• GOAL:
Reproduce all the records below with every occurrence of "Marked at" replaced by "Located at" and nothing else changed. Omit the pictures from your output.

• RECORDS TO USE:
________________________
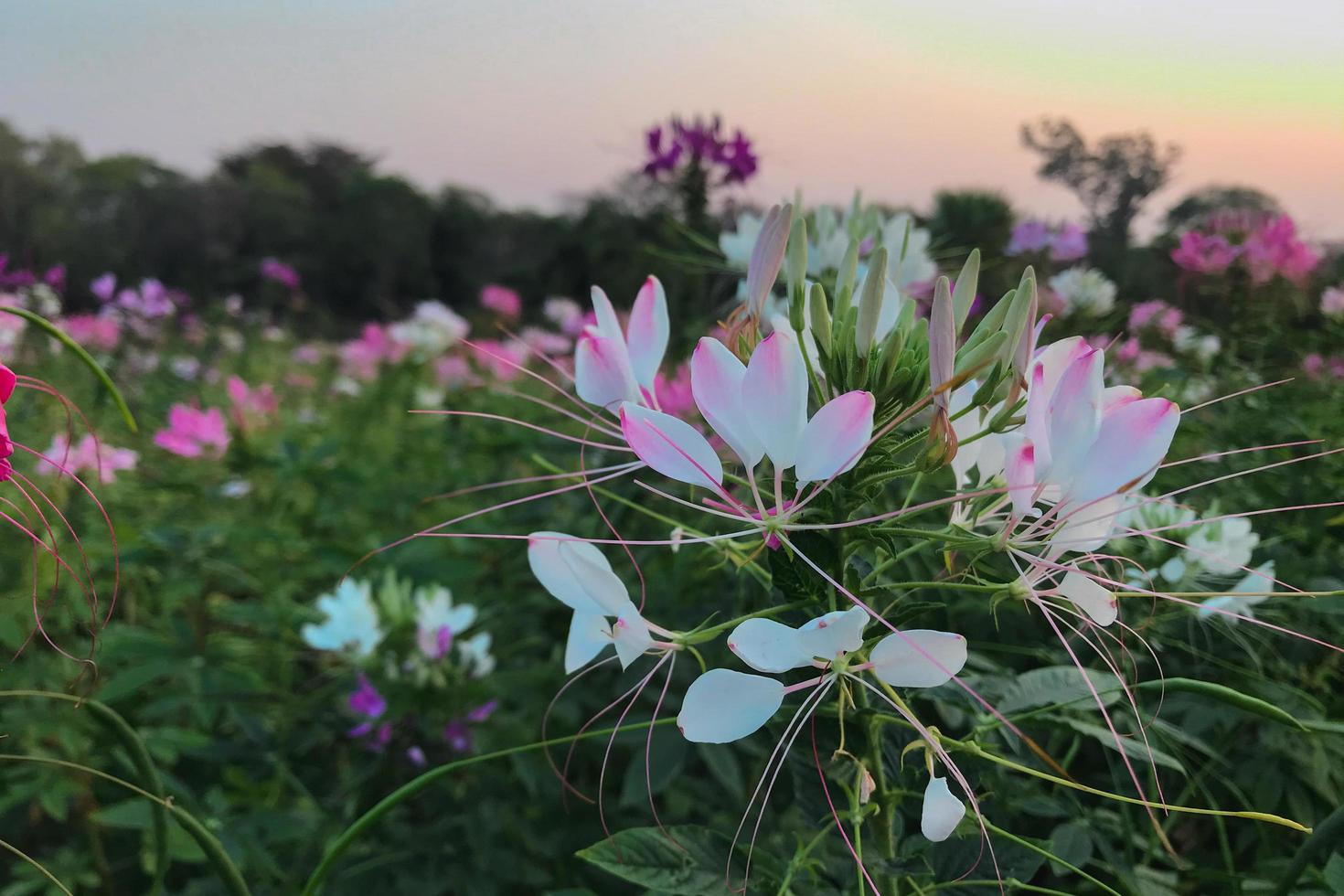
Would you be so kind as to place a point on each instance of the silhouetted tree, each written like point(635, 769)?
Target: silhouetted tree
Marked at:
point(1112, 179)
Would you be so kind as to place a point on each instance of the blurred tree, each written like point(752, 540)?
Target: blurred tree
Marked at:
point(1113, 179)
point(1195, 206)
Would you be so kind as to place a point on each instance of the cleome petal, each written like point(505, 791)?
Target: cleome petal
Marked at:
point(671, 446)
point(646, 334)
point(835, 438)
point(723, 706)
point(941, 812)
point(774, 397)
point(769, 646)
point(717, 387)
point(555, 575)
point(918, 658)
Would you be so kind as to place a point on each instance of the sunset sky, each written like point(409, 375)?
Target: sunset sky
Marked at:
point(537, 101)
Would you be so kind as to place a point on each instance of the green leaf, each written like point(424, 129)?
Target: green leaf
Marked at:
point(646, 858)
point(1058, 687)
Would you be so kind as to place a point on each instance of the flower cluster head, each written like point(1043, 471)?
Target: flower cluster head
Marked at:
point(502, 300)
point(700, 145)
point(279, 272)
point(1265, 246)
point(420, 663)
point(86, 457)
point(194, 432)
point(149, 301)
point(1064, 242)
point(1083, 291)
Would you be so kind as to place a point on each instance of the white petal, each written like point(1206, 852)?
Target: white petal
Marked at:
point(1089, 597)
point(717, 386)
point(835, 633)
point(941, 812)
point(918, 658)
point(835, 438)
point(671, 446)
point(608, 324)
point(595, 578)
point(603, 371)
point(646, 334)
point(589, 635)
point(555, 575)
point(631, 635)
point(769, 646)
point(723, 706)
point(774, 397)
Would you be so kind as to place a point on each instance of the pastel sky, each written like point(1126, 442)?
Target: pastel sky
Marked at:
point(535, 101)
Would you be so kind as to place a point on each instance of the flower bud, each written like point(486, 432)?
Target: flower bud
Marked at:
point(869, 305)
point(820, 312)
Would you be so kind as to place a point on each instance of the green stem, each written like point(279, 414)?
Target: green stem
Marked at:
point(215, 855)
point(140, 758)
point(414, 786)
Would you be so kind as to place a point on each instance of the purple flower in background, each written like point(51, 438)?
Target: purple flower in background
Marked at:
point(366, 700)
point(699, 144)
point(457, 735)
point(1029, 235)
point(1069, 243)
point(281, 272)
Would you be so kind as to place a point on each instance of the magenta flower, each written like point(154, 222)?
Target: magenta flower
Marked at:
point(97, 332)
point(281, 272)
point(251, 406)
point(502, 300)
point(1029, 235)
point(194, 432)
point(88, 455)
point(1204, 252)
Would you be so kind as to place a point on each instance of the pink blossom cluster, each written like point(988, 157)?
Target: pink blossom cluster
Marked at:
point(1267, 248)
point(502, 300)
point(251, 406)
point(1317, 367)
point(96, 332)
point(1063, 243)
point(360, 357)
point(194, 432)
point(88, 455)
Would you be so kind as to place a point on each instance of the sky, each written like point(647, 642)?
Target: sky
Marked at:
point(537, 101)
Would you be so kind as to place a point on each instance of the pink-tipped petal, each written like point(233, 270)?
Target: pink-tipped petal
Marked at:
________________________
• SOLUTION TO THIS TASK:
Would you be so kind as to place a point on each instance of the silhouetted tree, each written like point(635, 769)?
Target: silhouetted tree
Located at:
point(1112, 179)
Would you be so kind as to place a point on each instance of the blurred tree, each written like point(752, 540)?
Target: blurred tree
Located at:
point(1113, 179)
point(1195, 206)
Would you be so kind as to place a point on each instance of the cleome petal, each written like point(505, 791)?
Target: cleome petal
Located at:
point(671, 446)
point(646, 334)
point(835, 438)
point(723, 706)
point(941, 812)
point(774, 397)
point(769, 646)
point(717, 387)
point(555, 575)
point(918, 658)
Would you be so kind as to place a point on each instance of the sunset sky, each written like point(409, 375)?
Target: sunset sky
Located at:
point(537, 101)
Would you be so kind as to place a point on each instance of the green leaf, each written like point(424, 129)?
Target: green leaf
Located at:
point(646, 858)
point(1058, 687)
Would you be so kind as to place a point on each instance of the flower cluster head, each written like point(1043, 471)?
Target: flower cluster head
Located at:
point(502, 300)
point(700, 145)
point(279, 272)
point(1265, 246)
point(420, 663)
point(86, 457)
point(194, 432)
point(149, 301)
point(1064, 242)
point(1083, 291)
Would you be so kind as to place a point on each instance of the white petal, each written like point(1206, 852)?
Target: white petal
Located at:
point(1089, 597)
point(717, 386)
point(835, 633)
point(941, 812)
point(918, 658)
point(835, 438)
point(671, 446)
point(608, 324)
point(595, 578)
point(603, 371)
point(646, 334)
point(589, 635)
point(555, 575)
point(631, 635)
point(769, 646)
point(723, 706)
point(774, 397)
Would you be so kind as to place a point on each instance of the pastel sky, each written like point(1126, 442)?
Target: pastel sky
Located at:
point(535, 101)
Would you be so kind as to place a point on each instance of the flower bud, each written like point(486, 432)?
Target: flower bud
Located at:
point(869, 305)
point(820, 312)
Would you be so kind as to place a point on each instance of the green stem, each written like point(279, 414)?
Target: green stem
Located at:
point(215, 855)
point(140, 758)
point(414, 786)
Would you be so kind as to place a point on each instance of the purple flower in background, each written like point(51, 438)?
Target: purple flower in background
Located at:
point(366, 700)
point(699, 144)
point(457, 735)
point(1029, 235)
point(1069, 243)
point(281, 272)
Would you be so kind as to place a point on each instance of the magenta flower, each written like point(154, 222)?
Target: magenta flower
Located at:
point(97, 332)
point(281, 272)
point(251, 406)
point(502, 300)
point(1029, 235)
point(194, 432)
point(88, 455)
point(1204, 252)
Would you be so kind as to place a point on each instance of the pink blossom cluster, each written like point(988, 157)?
Target: pink blossom cluster
Located at:
point(1267, 248)
point(502, 300)
point(251, 406)
point(1317, 367)
point(96, 332)
point(1063, 243)
point(360, 357)
point(194, 432)
point(88, 455)
Would you be so kind as to place a point on each instance of the sky, each written like point(647, 642)?
Target: sky
Located at:
point(537, 101)
Would you be so kind as to place a point on each instance of the pink-tipped petal, each written like point(233, 270)?
Target: pink-tipped petal
Located at:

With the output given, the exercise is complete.